- _Vorliegender Text_
In der vierdimensionalen Welt ist das möglich, vornehmlich deshalb, weil in ihr der Begriff der »Gleichzeitigkeit«, den wir sonst als etwas Gegebenes und Selbstverständliches betrachten, sich als ein Phantom erweist. Die »Zeit« hat ihr Absolutes verloren, sie ist relativiert, und eine Zeitangabe erhält nunmehr erst dann einen bestimmten Sinn, wenn sie auf einen bestimmten Beobachter und dessen Geschwindigkeit bezogen wird. Zwei Ereignisse, die chronometrisch für eine Beobachtung als gleichzeitig gelten, zerfallen, anders bezogen, in Ungleichzeiten, mit veränderlichem Vorher und Nachher. Aller Geschwindigkeit übergeordnet wird die Lichtgeschwindigkeit, die in allen Geschehnissen nicht nur als ein begleitender, loszulösender Umstand, sondern als wesenbestimmender Faktor auftritt. Alle Erscheinungen einschließlich der körperlichen Form und Masse werden relativiert, alle erweisen sich als abhängig von der eigenen Geschwindigkeit in unauflöslicher Verbindung mit dem Lichttempo.
Anders werden die Fragen an die Natur in dieser Welt gestellt, anders beantwortet. Es entschleiert sich eine elektromagnetische Welt, welche die altmechanische in sich aufnimmt und sie auch dort noch erklärt, wo die früheren Erkenntnismethoden Unstimmigkeiten übrig ließen oder ganz versagten. Selbst die für unerschütterlich gehaltene Gravitationslehre nimmt ein anderes Gesicht an und findet neue Annäherungen an die Wahrheit. Um nur ein Beispiel zu nennen: in der Bahn der Planeten bliebe allen astronomischen Berechnungen zum Trotz bis in die neuesten Zeiten ein Element unerklärlich. Es war das Fortschreiten des Perihels der Merkurbahn um 43 (Bogen-)Sekunden in 100 Jahren. Alle erdenklichen Einbezüge von Planetenstörungen und alle zur Hilfe herbeigezogenen Hypothesen erwiesen sich als unwirksam. Erst in der relativierten Welt wurde des Rätsels Schlüssel gefunden: der Begründer der neuen Relativitätstheorie, Albert Einstein, brachte über Newton hinaus die zweite Annäherung zustande, und diese ergab genau den richtigen Betrag mit Einschluß jener 43 Sekunden in 100 Jahren!!

- _Aufgabe 1_
Beantworte zum Text über die Relativitätstheorie:
(a) Welche Geschwindigkeit wird aller Geschwindigkeit übergeordnet?
(b) Um wie viele Bogensekunden schritt das Perihel der Merkurbahn in 100 Jahren fort?
(c) Wer wird als Begründer der neuen Relativitätstheorie genannt?

Räumliche Annotationsdatensätze:

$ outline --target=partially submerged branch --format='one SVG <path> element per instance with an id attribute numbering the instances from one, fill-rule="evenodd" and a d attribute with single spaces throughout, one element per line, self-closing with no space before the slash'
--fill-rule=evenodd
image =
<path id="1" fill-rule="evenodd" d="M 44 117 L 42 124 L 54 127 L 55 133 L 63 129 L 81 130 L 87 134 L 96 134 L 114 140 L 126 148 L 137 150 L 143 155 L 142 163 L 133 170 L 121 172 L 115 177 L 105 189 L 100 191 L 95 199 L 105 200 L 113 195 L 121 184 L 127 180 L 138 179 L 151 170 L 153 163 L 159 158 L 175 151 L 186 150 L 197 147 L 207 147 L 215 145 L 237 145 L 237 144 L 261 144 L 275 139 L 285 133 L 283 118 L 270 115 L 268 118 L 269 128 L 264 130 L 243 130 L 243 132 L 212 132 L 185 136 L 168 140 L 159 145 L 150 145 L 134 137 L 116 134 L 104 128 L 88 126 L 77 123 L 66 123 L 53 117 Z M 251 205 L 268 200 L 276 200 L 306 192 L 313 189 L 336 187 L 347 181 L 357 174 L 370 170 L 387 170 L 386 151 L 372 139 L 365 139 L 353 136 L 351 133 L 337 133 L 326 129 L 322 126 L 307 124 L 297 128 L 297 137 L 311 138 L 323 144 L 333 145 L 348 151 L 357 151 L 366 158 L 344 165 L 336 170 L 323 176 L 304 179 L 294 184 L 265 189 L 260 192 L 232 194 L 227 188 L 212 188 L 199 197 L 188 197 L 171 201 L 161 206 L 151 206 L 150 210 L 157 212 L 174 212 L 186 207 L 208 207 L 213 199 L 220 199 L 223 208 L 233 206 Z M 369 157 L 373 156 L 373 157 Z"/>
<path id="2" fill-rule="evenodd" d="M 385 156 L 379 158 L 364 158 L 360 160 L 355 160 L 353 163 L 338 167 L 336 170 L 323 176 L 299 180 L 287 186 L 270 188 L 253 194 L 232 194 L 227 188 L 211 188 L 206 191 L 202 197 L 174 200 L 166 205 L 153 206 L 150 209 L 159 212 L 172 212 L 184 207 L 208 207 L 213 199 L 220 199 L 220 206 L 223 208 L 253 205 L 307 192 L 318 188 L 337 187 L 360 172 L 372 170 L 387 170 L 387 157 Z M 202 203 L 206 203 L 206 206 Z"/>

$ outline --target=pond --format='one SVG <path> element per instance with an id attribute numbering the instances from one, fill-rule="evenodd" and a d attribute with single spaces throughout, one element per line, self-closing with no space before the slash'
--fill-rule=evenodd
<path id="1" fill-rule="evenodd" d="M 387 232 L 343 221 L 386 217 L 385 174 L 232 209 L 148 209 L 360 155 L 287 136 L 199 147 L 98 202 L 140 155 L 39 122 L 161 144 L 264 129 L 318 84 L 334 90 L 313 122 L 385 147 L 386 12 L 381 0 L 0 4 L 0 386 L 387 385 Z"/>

- _Aufgabe 2_
Wiederhole die Zeilen der Auflistung, beginnend mit der Zeile, die „outline --target=pond --format='one“ enthält, und endend mit dem Schluss der Auflistung, beide eingeschlossen.

- _Ergebnis 1_
(a) Die Lichtgeschwindigkeit.
(b) Um 43 Bogensekunden.
(c) Albert Einstein.

- _Ergebnis 2_
$ outline --target=pond --format='one SVG <path> element per instance with an id attribute numbering the instances from one, fill-rule="evenodd" and a d attribute with single spaces throughout, one element per line, self-closing with no space before the slash'
--fill-rule=evenodd
<path id="1" fill-rule="evenodd" d="M 387 232 L 343 221 L 386 217 L 385 174 L 232 209 L 148 209 L 360 155 L 287 136 L 199 147 L 98 202 L 140 155 L 39 122 L 161 144 L 264 129 L 318 84 L 334 90 L 313 122 L 385 147 L 386 12 L 381 0 L 0 4 L 0 386 L 387 385 Z"/>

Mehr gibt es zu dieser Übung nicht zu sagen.